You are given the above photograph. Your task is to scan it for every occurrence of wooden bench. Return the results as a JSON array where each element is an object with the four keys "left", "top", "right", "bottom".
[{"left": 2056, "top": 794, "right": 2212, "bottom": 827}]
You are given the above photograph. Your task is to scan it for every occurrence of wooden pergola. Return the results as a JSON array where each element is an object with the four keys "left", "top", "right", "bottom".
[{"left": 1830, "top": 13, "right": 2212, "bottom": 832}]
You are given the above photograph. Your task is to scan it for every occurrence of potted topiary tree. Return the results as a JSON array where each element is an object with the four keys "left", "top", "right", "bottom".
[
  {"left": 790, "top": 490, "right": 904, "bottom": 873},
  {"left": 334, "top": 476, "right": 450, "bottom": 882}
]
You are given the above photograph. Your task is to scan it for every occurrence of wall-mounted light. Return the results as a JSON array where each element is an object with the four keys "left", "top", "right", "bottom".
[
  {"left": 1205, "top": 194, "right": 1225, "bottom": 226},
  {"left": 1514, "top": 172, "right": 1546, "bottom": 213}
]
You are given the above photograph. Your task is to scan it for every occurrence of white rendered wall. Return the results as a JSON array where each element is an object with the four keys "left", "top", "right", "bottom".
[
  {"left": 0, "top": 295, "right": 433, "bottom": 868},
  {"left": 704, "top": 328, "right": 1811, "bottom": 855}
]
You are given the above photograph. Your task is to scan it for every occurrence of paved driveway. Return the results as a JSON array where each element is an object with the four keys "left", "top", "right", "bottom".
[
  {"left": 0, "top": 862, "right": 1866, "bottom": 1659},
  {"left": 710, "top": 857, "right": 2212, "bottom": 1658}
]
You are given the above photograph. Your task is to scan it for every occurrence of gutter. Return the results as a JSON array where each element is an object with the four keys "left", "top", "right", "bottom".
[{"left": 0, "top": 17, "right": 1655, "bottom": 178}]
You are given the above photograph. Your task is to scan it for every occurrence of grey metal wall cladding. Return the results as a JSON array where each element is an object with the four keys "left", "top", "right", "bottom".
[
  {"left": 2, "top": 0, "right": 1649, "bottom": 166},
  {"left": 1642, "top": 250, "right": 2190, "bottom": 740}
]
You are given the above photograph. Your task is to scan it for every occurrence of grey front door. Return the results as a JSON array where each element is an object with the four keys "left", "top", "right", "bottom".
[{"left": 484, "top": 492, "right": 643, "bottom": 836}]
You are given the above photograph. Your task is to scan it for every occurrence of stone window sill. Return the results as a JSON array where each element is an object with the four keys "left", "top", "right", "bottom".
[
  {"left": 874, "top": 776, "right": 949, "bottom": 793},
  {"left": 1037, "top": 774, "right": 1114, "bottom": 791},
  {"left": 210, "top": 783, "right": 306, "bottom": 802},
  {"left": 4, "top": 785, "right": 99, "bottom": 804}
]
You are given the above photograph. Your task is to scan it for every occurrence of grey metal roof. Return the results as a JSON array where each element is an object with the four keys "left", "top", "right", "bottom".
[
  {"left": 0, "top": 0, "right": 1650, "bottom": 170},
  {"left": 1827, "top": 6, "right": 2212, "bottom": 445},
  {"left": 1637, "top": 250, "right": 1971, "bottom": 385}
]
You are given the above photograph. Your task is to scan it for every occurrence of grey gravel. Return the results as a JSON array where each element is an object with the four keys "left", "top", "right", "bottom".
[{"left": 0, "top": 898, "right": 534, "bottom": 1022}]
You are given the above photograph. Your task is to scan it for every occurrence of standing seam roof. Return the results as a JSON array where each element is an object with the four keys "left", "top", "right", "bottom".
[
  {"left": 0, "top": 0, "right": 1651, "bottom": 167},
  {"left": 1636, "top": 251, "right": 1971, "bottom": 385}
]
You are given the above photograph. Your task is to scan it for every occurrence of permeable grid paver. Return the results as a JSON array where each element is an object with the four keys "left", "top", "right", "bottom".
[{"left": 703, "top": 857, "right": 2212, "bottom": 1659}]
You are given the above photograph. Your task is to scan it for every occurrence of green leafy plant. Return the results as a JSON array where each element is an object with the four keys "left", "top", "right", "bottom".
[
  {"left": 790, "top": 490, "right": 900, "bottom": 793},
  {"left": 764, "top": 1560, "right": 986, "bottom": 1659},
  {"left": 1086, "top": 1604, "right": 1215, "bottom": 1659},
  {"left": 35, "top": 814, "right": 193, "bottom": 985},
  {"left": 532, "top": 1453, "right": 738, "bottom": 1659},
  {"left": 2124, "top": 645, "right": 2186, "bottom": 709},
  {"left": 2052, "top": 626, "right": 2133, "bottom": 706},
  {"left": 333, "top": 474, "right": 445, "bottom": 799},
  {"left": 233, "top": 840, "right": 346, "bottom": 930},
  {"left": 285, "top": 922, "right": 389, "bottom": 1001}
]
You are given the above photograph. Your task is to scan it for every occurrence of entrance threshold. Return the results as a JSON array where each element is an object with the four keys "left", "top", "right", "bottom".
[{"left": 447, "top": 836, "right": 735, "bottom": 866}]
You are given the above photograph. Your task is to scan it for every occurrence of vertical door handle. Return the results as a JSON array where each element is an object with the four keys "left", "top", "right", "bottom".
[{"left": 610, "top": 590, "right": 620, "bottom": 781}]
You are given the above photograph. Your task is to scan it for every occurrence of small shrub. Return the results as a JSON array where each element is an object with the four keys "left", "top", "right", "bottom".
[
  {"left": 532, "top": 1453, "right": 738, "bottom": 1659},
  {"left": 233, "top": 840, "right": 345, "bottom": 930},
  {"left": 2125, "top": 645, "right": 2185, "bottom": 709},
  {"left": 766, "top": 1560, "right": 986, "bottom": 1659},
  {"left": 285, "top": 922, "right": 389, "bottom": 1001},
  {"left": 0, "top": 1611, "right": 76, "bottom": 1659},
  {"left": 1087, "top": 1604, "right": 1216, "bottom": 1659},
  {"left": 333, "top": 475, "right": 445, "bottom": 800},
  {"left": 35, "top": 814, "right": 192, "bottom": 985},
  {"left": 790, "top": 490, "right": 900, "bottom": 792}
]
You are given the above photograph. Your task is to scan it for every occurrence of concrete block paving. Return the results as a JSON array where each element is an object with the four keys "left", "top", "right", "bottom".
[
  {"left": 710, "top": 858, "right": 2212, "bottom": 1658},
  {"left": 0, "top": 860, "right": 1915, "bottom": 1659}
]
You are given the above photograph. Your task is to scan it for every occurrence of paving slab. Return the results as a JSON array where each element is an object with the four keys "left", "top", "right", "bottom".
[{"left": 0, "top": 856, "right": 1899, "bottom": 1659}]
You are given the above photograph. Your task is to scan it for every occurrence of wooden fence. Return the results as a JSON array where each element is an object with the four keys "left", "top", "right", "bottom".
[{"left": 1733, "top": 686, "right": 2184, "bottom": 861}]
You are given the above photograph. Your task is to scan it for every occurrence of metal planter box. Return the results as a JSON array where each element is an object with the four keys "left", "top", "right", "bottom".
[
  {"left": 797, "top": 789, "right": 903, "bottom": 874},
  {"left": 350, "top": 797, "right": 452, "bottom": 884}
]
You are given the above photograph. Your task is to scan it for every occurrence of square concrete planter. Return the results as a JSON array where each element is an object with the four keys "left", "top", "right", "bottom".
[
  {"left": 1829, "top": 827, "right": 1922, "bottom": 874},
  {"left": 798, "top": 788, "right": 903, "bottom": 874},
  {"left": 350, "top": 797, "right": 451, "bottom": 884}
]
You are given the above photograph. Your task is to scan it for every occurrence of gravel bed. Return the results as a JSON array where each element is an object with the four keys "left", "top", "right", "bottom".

**********

▶ **Required work**:
Transcribe the material above in full.

▶ **Solution to the problem**:
You are given the above photograph. Your task is to scan it for every occurrence of wooden bench. Return the results as a JSON array where each element is an object with the four keys "left", "top", "right", "bottom".
[{"left": 2056, "top": 794, "right": 2212, "bottom": 827}]
You are given the above photograph. Your task is to scan it for every occurrence of wooden pergola. Return the results as a JSON array where each element is an object with the four keys "left", "top", "right", "bottom".
[{"left": 1830, "top": 13, "right": 2212, "bottom": 832}]
You are given the above photograph. Your task is to scan it for every occurrence of potted topiary tree. Return the results as a JSON array where each element is an object with the four keys "left", "top", "right", "bottom".
[
  {"left": 790, "top": 490, "right": 904, "bottom": 873},
  {"left": 334, "top": 476, "right": 450, "bottom": 882}
]
You are given the above photograph. Your task is to scan it for every occurrence of wall-mounted light. Return the results as a JSON array where each element is an object with the four keys "left", "top", "right", "bottom".
[
  {"left": 1205, "top": 194, "right": 1225, "bottom": 226},
  {"left": 1514, "top": 172, "right": 1546, "bottom": 213}
]
You are given the above photograph. Your task is to scan it for every occurrence of white rendered wall. Return the results as a JSON array where each element is an object with the four keys "left", "top", "right", "bottom".
[
  {"left": 0, "top": 295, "right": 433, "bottom": 868},
  {"left": 704, "top": 328, "right": 1811, "bottom": 855}
]
You are given the above photograph. Your task is to scan it for every occurrence of paved driveway. Return the results as a JSON array where each element is an object with the four keys "left", "top", "right", "bottom".
[
  {"left": 0, "top": 862, "right": 1866, "bottom": 1659},
  {"left": 710, "top": 857, "right": 2212, "bottom": 1658}
]
You are given the above photograph. Your task is to scan it for every occurrence of gutter. Return the results as a JSON array where each element is an object with the four keys "left", "top", "right", "bottom".
[{"left": 0, "top": 17, "right": 1655, "bottom": 178}]
You are given the above photograph. Your task is to scan it for every occurrence of grey metal wall cladding. Return the results as a JSON array where each element is an object with the four keys "left", "top", "right", "bottom".
[
  {"left": 2, "top": 0, "right": 1649, "bottom": 166},
  {"left": 1642, "top": 250, "right": 2190, "bottom": 740}
]
You are given the above photograph. Your task is to scan it for every occurrence of grey front door. Return the results as a JSON array where each element is an object with the four keys "left", "top", "right", "bottom".
[{"left": 484, "top": 492, "right": 643, "bottom": 836}]
You are given the above photograph. Your task is to scan it for every occurrence of stone window sill. Return the results as a JSON array where each element is an object with the four keys "left", "top", "right", "bottom".
[
  {"left": 874, "top": 776, "right": 949, "bottom": 793},
  {"left": 1037, "top": 774, "right": 1114, "bottom": 791},
  {"left": 210, "top": 783, "right": 306, "bottom": 802},
  {"left": 4, "top": 785, "right": 99, "bottom": 804}
]
You are given the above photograph. Your task is to scan it for every occurrence of grey metal roof. Return the results as a JSON array where each element is an object with the four keys "left", "top", "right", "bottom".
[
  {"left": 0, "top": 0, "right": 1650, "bottom": 170},
  {"left": 1827, "top": 6, "right": 2212, "bottom": 445},
  {"left": 1637, "top": 250, "right": 1971, "bottom": 385}
]
You are given the above photograph. Your task is to scan it for every occurrence of grey gravel. Return the results as a JSON array where each element is an object with the four keys "left", "top", "right", "bottom".
[{"left": 0, "top": 898, "right": 534, "bottom": 1022}]
You are given the above photograph. Your task is to scan it for every occurrence of standing seam roof. Return the results as a JSON array where each element is an object with the four keys "left", "top", "right", "bottom".
[
  {"left": 0, "top": 0, "right": 1651, "bottom": 167},
  {"left": 1636, "top": 251, "right": 1971, "bottom": 385}
]
You are given the above photograph. Your task is to scan it for every occurrence of permeable grid paver. Return the results as a JSON array where each element is an object with the four keys "left", "top", "right", "bottom".
[{"left": 703, "top": 857, "right": 2212, "bottom": 1659}]
You are given the above photograph. Your task is to scan it for every occurrence of green leafy plant. Return the results as a JSON array where each element is an object with the four keys "left", "top", "right", "bottom".
[
  {"left": 790, "top": 490, "right": 900, "bottom": 793},
  {"left": 764, "top": 1560, "right": 986, "bottom": 1659},
  {"left": 1086, "top": 1604, "right": 1215, "bottom": 1659},
  {"left": 35, "top": 814, "right": 193, "bottom": 985},
  {"left": 532, "top": 1453, "right": 738, "bottom": 1659},
  {"left": 2124, "top": 645, "right": 2186, "bottom": 709},
  {"left": 2052, "top": 626, "right": 2133, "bottom": 706},
  {"left": 333, "top": 474, "right": 445, "bottom": 799},
  {"left": 233, "top": 840, "right": 346, "bottom": 930},
  {"left": 285, "top": 922, "right": 389, "bottom": 1001}
]
You are given the above photograph. Your task is to scan it for every occurrence of entrance threshold. Return the results as a JSON array where each element is an object with the four keys "left", "top", "right", "bottom".
[{"left": 447, "top": 836, "right": 735, "bottom": 866}]
You are given the above photograph. Your task is to scan it for every occurrence of vertical door handle. Return the results as a JSON array where each element is an object with the four keys "left", "top", "right", "bottom".
[{"left": 610, "top": 590, "right": 620, "bottom": 781}]
You are given the above photograph. Your task is to scan it for every occurrence of small shrub. Return the results as a JSON array where each element is an object with the four keys "left", "top", "right", "bottom".
[
  {"left": 532, "top": 1453, "right": 738, "bottom": 1659},
  {"left": 233, "top": 840, "right": 345, "bottom": 930},
  {"left": 2125, "top": 645, "right": 2185, "bottom": 709},
  {"left": 766, "top": 1560, "right": 986, "bottom": 1659},
  {"left": 285, "top": 922, "right": 389, "bottom": 1001},
  {"left": 0, "top": 1611, "right": 76, "bottom": 1659},
  {"left": 1087, "top": 1604, "right": 1216, "bottom": 1659},
  {"left": 333, "top": 475, "right": 445, "bottom": 800},
  {"left": 35, "top": 814, "right": 192, "bottom": 985},
  {"left": 790, "top": 490, "right": 900, "bottom": 792}
]
You are given the above photograph. Your task is to scan it for every occurrence of concrete block paving. Return the results as a JSON array where each element is an object with the four keys "left", "top", "right", "bottom".
[
  {"left": 710, "top": 858, "right": 2212, "bottom": 1658},
  {"left": 0, "top": 860, "right": 1915, "bottom": 1659}
]
You are given the above photograph. Your task is to scan it for every occurrence of paving slab. Return the results as a JSON array where each element is an object with the four keys "left", "top", "right", "bottom".
[{"left": 0, "top": 856, "right": 1899, "bottom": 1659}]
You are given the above photograph. Your task is to scan it for every occurrence of wooden fence. Return the results as a JSON array where each element is an object with the four keys "left", "top", "right", "bottom".
[{"left": 1733, "top": 686, "right": 2184, "bottom": 861}]
You are given the above photograph. Your task is to scan it for every occurrence of metal planter box. Return the results as a JSON array where each element is an object with the four keys "left", "top", "right", "bottom".
[
  {"left": 797, "top": 789, "right": 903, "bottom": 874},
  {"left": 350, "top": 797, "right": 452, "bottom": 884}
]
You are given the above photograph. Your task is to scan it for every occurrence of square concrete planter. Return the results as a JSON array where each element is an object with the four keys "left", "top", "right", "bottom".
[
  {"left": 1829, "top": 827, "right": 1922, "bottom": 874},
  {"left": 798, "top": 788, "right": 903, "bottom": 874},
  {"left": 350, "top": 797, "right": 451, "bottom": 884}
]
You are given the above photograph. Your task is to scan it for every occurrence of gravel bed. Return the results as a JSON array where each element is an object with the four keys "left", "top", "right", "bottom".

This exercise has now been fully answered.